* **Task description**: Return each line of the items that contains the string "correct". Matching is case-sensitive.

Segment Start: Extracted entries

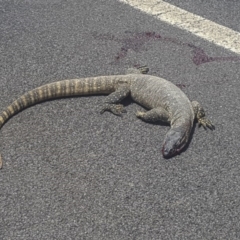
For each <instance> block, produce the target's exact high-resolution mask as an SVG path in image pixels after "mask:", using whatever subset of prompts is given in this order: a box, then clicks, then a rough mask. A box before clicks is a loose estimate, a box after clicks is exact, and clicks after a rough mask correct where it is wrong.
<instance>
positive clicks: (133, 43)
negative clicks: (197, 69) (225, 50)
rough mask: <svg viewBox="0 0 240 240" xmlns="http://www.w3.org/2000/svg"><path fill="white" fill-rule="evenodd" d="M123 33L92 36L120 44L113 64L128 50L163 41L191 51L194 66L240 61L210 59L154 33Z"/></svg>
mask: <svg viewBox="0 0 240 240" xmlns="http://www.w3.org/2000/svg"><path fill="white" fill-rule="evenodd" d="M125 33H126V34H127V36H126V37H123V38H117V37H115V36H114V35H112V34H98V33H96V32H93V34H92V35H93V37H94V38H95V39H99V40H108V41H115V42H118V43H121V44H122V47H121V49H120V51H119V52H118V53H117V55H116V56H115V62H118V61H119V60H120V59H122V58H124V57H126V56H127V53H128V50H133V51H135V52H140V51H144V50H146V49H145V48H144V45H145V44H146V43H147V42H149V41H162V42H163V41H164V42H169V43H173V44H176V45H178V46H183V47H188V48H190V49H192V53H193V57H192V61H193V63H194V64H195V65H200V64H203V63H208V62H223V61H231V62H233V61H240V57H233V56H229V57H210V56H208V55H207V54H206V53H205V52H204V50H203V49H201V48H199V47H197V46H195V45H193V44H191V43H184V42H181V41H179V40H178V39H175V38H169V37H163V36H161V35H160V34H157V33H155V32H140V33H134V32H130V31H127V32H125Z"/></svg>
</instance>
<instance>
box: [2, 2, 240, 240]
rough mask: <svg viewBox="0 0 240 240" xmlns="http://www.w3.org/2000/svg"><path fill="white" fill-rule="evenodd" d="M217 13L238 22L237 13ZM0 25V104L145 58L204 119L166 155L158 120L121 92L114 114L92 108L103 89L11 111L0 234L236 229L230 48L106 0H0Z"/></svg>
mask: <svg viewBox="0 0 240 240" xmlns="http://www.w3.org/2000/svg"><path fill="white" fill-rule="evenodd" d="M169 2H170V1H169ZM171 2H172V3H173V4H174V1H171ZM197 2H198V4H199V2H200V1H196V6H195V7H193V6H192V7H190V8H195V10H196V9H201V8H200V7H199V8H198V7H197V6H198V5H197ZM201 2H202V1H201ZM218 2H222V3H223V4H224V3H225V2H224V1H218ZM178 4H179V3H178ZM233 4H234V3H233ZM235 4H236V6H237V5H238V4H237V3H236V2H235ZM176 5H177V4H176ZM199 5H200V4H199ZM204 6H205V8H207V9H208V10H209V9H210V8H211V7H209V6H208V4H205V5H204V4H202V6H201V7H202V8H204ZM224 6H225V5H224ZM186 8H187V7H186V6H185V9H186ZM186 10H190V9H186ZM196 11H197V10H196ZM198 11H199V13H198V14H201V11H200V10H198ZM226 11H227V10H226ZM223 12H224V10H223V9H219V14H220V15H221V14H222V15H221V16H225V15H224V14H223ZM195 13H196V12H195ZM214 14H215V17H213V16H212V17H213V18H215V20H216V22H218V23H220V24H222V23H221V21H220V20H218V18H219V17H217V16H218V13H217V12H214ZM214 14H212V15H214ZM202 16H203V15H202ZM203 17H207V16H203ZM236 17H238V21H236ZM209 19H210V18H209ZM210 20H213V19H210ZM222 21H225V23H226V25H227V24H229V23H231V21H232V25H234V26H233V27H232V28H233V29H234V30H239V25H238V23H239V15H238V16H235V17H233V18H232V19H231V15H230V16H229V17H228V20H224V19H222ZM227 26H228V25H227ZM229 27H231V26H229ZM0 32H1V34H0V72H1V75H0V90H1V97H0V99H1V101H0V109H2V110H3V109H4V108H5V107H6V106H7V105H8V104H9V103H11V102H12V101H13V100H14V99H16V98H17V97H18V96H20V95H21V94H22V93H24V92H25V91H28V90H30V89H32V88H34V87H37V86H40V85H42V84H45V83H48V82H53V81H56V80H61V79H71V78H77V77H87V76H97V75H109V74H119V73H123V72H124V71H125V70H126V69H127V68H128V67H132V66H139V65H145V64H146V65H148V66H149V67H150V69H151V70H150V73H151V74H153V75H157V76H161V77H164V78H166V79H168V80H170V81H172V82H173V83H175V84H177V85H178V86H179V87H181V88H182V90H183V91H184V92H185V93H186V94H187V95H188V96H189V98H190V99H192V100H198V101H199V102H201V103H202V105H203V106H204V107H205V109H206V112H207V114H208V116H209V118H210V119H211V120H212V121H213V122H214V124H215V127H216V130H215V131H209V130H208V131H205V130H204V129H203V128H198V127H195V128H194V131H193V136H192V139H191V142H190V144H189V146H188V148H187V149H186V151H184V152H183V153H182V154H180V155H178V156H176V157H174V158H172V159H169V160H166V159H164V158H163V157H162V155H161V146H162V142H163V139H164V135H165V134H166V132H167V130H168V129H169V127H168V126H162V125H159V124H147V123H143V122H141V121H140V120H138V119H136V117H135V112H136V111H137V110H140V109H142V108H141V107H140V106H138V105H137V104H135V103H133V102H131V101H130V100H127V101H125V104H126V109H127V113H126V114H125V115H124V116H123V117H122V118H121V117H116V116H114V115H112V114H110V113H105V114H103V115H100V114H99V105H100V103H101V102H102V101H103V99H104V96H91V97H80V98H68V99H59V100H54V101H49V102H45V103H42V104H38V105H36V106H34V107H31V108H28V109H26V110H24V111H22V112H21V113H19V114H18V115H16V116H14V117H13V118H12V119H10V120H9V121H8V122H7V123H6V125H5V126H4V127H3V128H2V129H1V135H0V141H1V144H0V150H1V154H2V157H3V161H4V166H3V169H2V170H1V171H0V182H1V185H0V236H1V239H3V240H5V239H24V240H26V239H240V224H239V222H240V217H239V213H240V207H239V205H240V203H239V202H240V175H239V173H240V163H239V156H240V148H239V145H240V138H239V136H240V124H239V118H240V111H239V110H240V104H239V102H240V82H239V75H240V74H239V73H240V70H239V65H240V59H239V56H237V55H235V54H233V53H231V52H228V51H227V50H225V49H223V48H220V47H217V46H215V45H213V44H211V43H209V42H207V41H204V40H202V39H200V38H198V37H195V36H193V35H191V34H189V33H187V32H185V31H182V30H179V29H177V28H173V27H171V26H170V25H168V24H165V23H162V22H160V21H159V20H156V19H154V18H152V17H151V16H148V15H145V14H143V13H141V12H139V11H137V10H134V9H132V8H131V7H129V6H127V5H124V4H122V3H119V2H117V1H112V0H101V1H93V0H82V1H77V0H69V1H64V0H62V1H56V0H55V1H54V0H32V1H27V0H25V1H13V0H8V1H1V2H0Z"/></svg>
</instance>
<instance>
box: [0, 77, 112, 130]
mask: <svg viewBox="0 0 240 240" xmlns="http://www.w3.org/2000/svg"><path fill="white" fill-rule="evenodd" d="M115 81H116V77H114V76H112V77H111V76H109V78H108V79H107V81H106V77H91V78H82V79H81V78H80V79H70V80H62V81H58V82H53V83H49V84H46V85H42V86H40V87H38V88H35V89H33V90H31V91H29V92H27V93H25V94H23V95H22V96H20V97H19V98H18V99H17V100H15V101H14V102H13V103H12V104H10V105H9V106H8V107H7V108H6V109H5V110H4V111H3V112H2V113H1V114H0V128H1V127H2V126H3V125H4V124H5V123H6V122H7V120H8V119H9V118H11V117H12V116H13V115H15V114H17V113H18V112H20V111H22V110H23V109H25V108H27V107H29V106H32V105H35V104H37V103H39V102H43V101H46V100H50V99H55V98H59V97H68V96H76V95H78V96H81V95H91V94H106V93H110V92H113V91H114V85H115Z"/></svg>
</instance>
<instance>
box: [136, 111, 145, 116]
mask: <svg viewBox="0 0 240 240" xmlns="http://www.w3.org/2000/svg"><path fill="white" fill-rule="evenodd" d="M144 114H145V112H141V111H137V112H136V117H138V118H142V117H143V115H144Z"/></svg>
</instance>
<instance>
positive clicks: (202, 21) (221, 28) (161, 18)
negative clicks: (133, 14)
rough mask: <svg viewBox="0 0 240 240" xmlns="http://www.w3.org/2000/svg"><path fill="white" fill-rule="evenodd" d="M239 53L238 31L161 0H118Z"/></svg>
mask: <svg viewBox="0 0 240 240" xmlns="http://www.w3.org/2000/svg"><path fill="white" fill-rule="evenodd" d="M118 1H120V2H124V3H126V4H128V5H131V6H132V7H134V8H136V9H139V10H141V11H143V12H145V13H148V14H150V15H153V16H154V17H156V18H158V19H160V20H161V21H164V22H166V23H168V24H171V25H173V26H175V27H178V28H181V29H184V30H186V31H188V32H191V33H192V34H194V35H196V36H198V37H201V38H203V39H205V40H207V41H209V42H212V43H214V44H216V45H218V46H221V47H223V48H225V49H228V50H230V51H232V52H234V53H238V54H240V33H239V32H236V31H234V30H232V29H230V28H227V27H224V26H222V25H220V24H217V23H215V22H212V21H210V20H208V19H205V18H203V17H200V16H198V15H196V14H193V13H190V12H188V11H185V10H183V9H181V8H178V7H175V6H173V5H171V4H169V3H166V2H164V1H161V0H118Z"/></svg>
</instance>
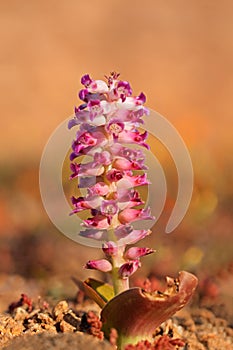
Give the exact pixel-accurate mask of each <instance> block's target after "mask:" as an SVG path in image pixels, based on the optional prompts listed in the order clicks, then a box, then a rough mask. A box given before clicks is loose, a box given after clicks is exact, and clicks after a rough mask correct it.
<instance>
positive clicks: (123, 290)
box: [112, 246, 129, 295]
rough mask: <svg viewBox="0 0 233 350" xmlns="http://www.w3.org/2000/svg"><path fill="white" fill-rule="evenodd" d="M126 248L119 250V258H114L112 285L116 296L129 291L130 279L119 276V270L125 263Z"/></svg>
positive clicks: (117, 256) (113, 261)
mask: <svg viewBox="0 0 233 350" xmlns="http://www.w3.org/2000/svg"><path fill="white" fill-rule="evenodd" d="M124 250H125V246H122V247H119V248H118V253H117V256H114V257H112V265H113V269H112V283H113V289H114V293H115V295H117V294H120V293H121V292H124V291H125V290H127V289H129V278H122V277H121V276H120V275H119V268H120V266H121V265H122V264H124V263H125V260H124V258H123V254H124Z"/></svg>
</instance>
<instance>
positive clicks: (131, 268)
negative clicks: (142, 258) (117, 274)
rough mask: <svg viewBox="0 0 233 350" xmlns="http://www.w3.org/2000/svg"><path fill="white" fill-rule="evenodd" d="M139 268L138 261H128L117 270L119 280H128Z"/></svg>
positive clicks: (138, 261)
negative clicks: (120, 277)
mask: <svg viewBox="0 0 233 350" xmlns="http://www.w3.org/2000/svg"><path fill="white" fill-rule="evenodd" d="M140 266H141V263H140V261H139V260H133V261H129V262H127V263H125V264H123V265H121V267H120V268H119V275H120V277H121V278H123V279H124V278H128V277H129V276H131V275H132V274H133V273H134V272H136V271H137V269H138V268H139V267H140Z"/></svg>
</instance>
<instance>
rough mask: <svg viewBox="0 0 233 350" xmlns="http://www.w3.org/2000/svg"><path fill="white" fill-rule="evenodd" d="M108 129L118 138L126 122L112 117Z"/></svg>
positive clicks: (114, 137)
mask: <svg viewBox="0 0 233 350" xmlns="http://www.w3.org/2000/svg"><path fill="white" fill-rule="evenodd" d="M106 130H107V131H108V132H109V133H110V134H112V135H113V137H114V139H118V136H119V134H120V133H121V132H122V131H123V130H124V123H122V122H121V121H120V120H119V119H111V120H110V122H109V123H108V124H107V126H106Z"/></svg>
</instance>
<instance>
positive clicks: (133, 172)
mask: <svg viewBox="0 0 233 350" xmlns="http://www.w3.org/2000/svg"><path fill="white" fill-rule="evenodd" d="M81 83H82V84H83V85H84V88H83V89H82V90H81V91H80V92H79V98H80V99H81V100H82V101H83V103H82V104H81V105H80V106H79V107H78V108H75V116H74V118H73V119H71V120H70V121H69V125H68V127H69V128H72V127H75V126H77V127H78V131H77V134H76V138H75V140H74V141H73V143H72V153H71V155H70V160H71V165H70V167H71V170H72V174H71V176H70V178H71V179H75V178H78V186H79V187H82V188H87V194H86V196H84V197H78V198H76V197H72V199H71V200H72V205H73V210H72V212H71V214H76V213H79V212H81V211H83V210H89V212H90V213H91V214H90V217H89V218H88V219H86V220H83V227H84V230H83V231H81V232H80V235H81V236H84V237H88V238H91V239H96V240H101V241H105V242H106V243H104V244H103V252H104V253H105V256H106V259H101V260H90V261H88V263H87V264H86V268H90V269H97V270H100V271H104V272H108V271H111V270H112V268H113V260H114V258H115V260H114V261H115V265H114V268H115V267H116V266H117V268H118V273H119V275H120V276H121V278H128V277H129V276H130V275H131V274H132V273H134V272H135V271H136V270H137V268H138V267H139V266H140V261H139V259H140V257H142V256H144V255H147V254H150V253H152V252H153V249H150V248H141V247H140V248H139V247H131V248H129V249H128V250H127V251H125V250H126V245H127V244H134V243H136V242H137V241H139V240H141V239H143V238H144V237H146V236H147V235H148V234H149V233H150V230H135V229H134V228H133V227H132V225H131V223H132V222H134V221H136V220H147V219H154V218H153V217H152V216H151V214H150V208H146V209H145V208H143V204H144V202H143V201H142V199H141V198H140V194H139V192H138V191H137V190H136V188H137V187H138V186H143V185H148V184H149V181H148V179H147V176H146V173H145V172H144V170H146V169H147V167H146V165H145V164H144V161H145V155H144V153H143V151H142V149H143V147H144V148H146V149H149V146H148V145H147V144H146V138H147V132H146V131H145V132H142V133H140V132H139V130H138V129H137V128H138V127H140V126H141V125H142V124H143V120H142V117H143V116H144V115H148V114H149V111H148V109H147V108H145V107H144V103H145V101H146V97H145V95H144V94H143V93H140V95H138V96H136V97H135V96H132V89H131V86H130V84H129V83H128V82H127V81H122V80H119V74H117V73H115V72H114V73H111V75H110V77H107V82H105V81H102V80H93V79H92V78H91V77H90V76H89V75H88V74H86V75H84V76H83V77H82V78H81ZM132 145H133V146H132ZM139 146H140V147H141V149H140V148H139ZM83 155H88V156H91V161H90V162H88V163H81V162H78V157H80V156H83ZM76 160H77V161H76ZM138 170H141V172H140V174H138V172H137V171H138ZM142 171H143V173H142ZM138 206H140V209H139V208H138ZM116 261H117V263H116Z"/></svg>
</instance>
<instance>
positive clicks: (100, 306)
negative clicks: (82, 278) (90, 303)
mask: <svg viewBox="0 0 233 350" xmlns="http://www.w3.org/2000/svg"><path fill="white" fill-rule="evenodd" d="M73 281H74V282H75V284H77V285H78V287H79V288H80V289H81V290H82V291H83V292H84V293H85V294H86V295H87V296H88V297H89V298H91V299H92V300H94V301H95V302H96V303H97V304H98V305H99V306H100V307H101V308H103V307H104V306H105V305H106V303H107V302H108V301H109V300H111V299H112V298H113V297H114V291H113V287H112V286H111V285H110V284H108V283H105V282H102V281H98V280H96V279H94V278H88V279H87V280H85V281H84V282H82V281H79V280H77V279H76V278H73Z"/></svg>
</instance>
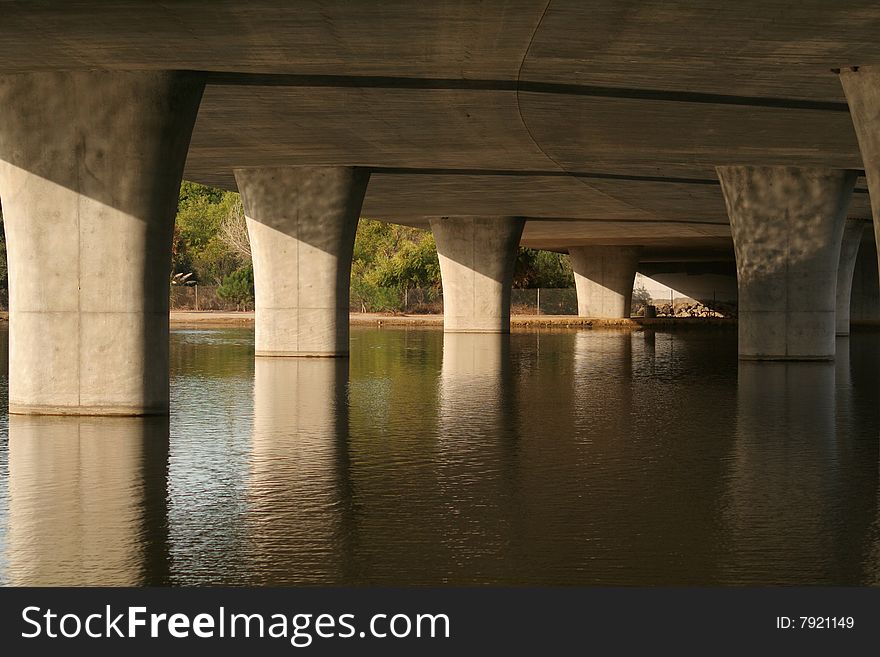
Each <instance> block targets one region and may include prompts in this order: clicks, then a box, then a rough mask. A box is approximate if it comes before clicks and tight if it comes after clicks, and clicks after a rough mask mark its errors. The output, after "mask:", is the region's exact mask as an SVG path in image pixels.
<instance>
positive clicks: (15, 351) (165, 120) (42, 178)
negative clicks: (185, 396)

Segment End: Extracted entries

* **Answer for the task**:
For each <instance> block, produce the target's exact high-resolution mask as an SVG path in image pixels after "mask:", using whatever subset of prompts is given in this order: a box, then clicks, then a rough mask. A box before clicks is a loose estimate, a box after clicks is exact, and clicks after a rough mask correct where it is wrong.
Give the exact pixel-accurate mask of each <instance> block's target after "mask:" as an SVG path in image pixels, based on the optional prompts listed in the order clicks, then a box, then a rough mask. A box given before clicks is loose, a box given after clicks is exact, and clicks after a rough mask correct it.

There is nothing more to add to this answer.